### DATASET EXTRACT:

* * * * *

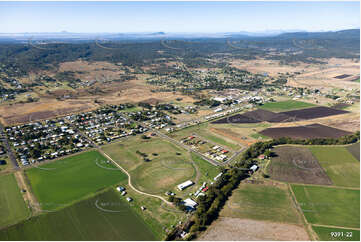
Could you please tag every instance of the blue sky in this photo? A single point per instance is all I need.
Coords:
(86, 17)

* * * * *

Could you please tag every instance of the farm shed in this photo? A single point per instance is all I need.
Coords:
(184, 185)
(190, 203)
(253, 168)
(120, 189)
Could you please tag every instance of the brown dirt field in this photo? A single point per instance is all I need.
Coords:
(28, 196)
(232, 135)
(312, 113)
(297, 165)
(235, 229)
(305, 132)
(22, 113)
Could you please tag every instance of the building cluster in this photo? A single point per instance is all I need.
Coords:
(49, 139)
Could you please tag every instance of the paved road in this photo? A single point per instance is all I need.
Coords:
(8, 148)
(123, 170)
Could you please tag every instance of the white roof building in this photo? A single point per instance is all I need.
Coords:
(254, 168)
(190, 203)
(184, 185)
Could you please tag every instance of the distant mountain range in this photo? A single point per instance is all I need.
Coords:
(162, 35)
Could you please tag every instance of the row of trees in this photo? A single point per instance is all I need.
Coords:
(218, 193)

* * * * *

### WHAT NEEDS TO BE DONE:
Search the entries for the word "building", then gather every line that has it.

### RESULT BELOW:
Could you please tag every instance of the building cluster in this photo? A single point per instance is all I need.
Could you please tag every instance of the white roof building in this photo? A single point per instance is all I need.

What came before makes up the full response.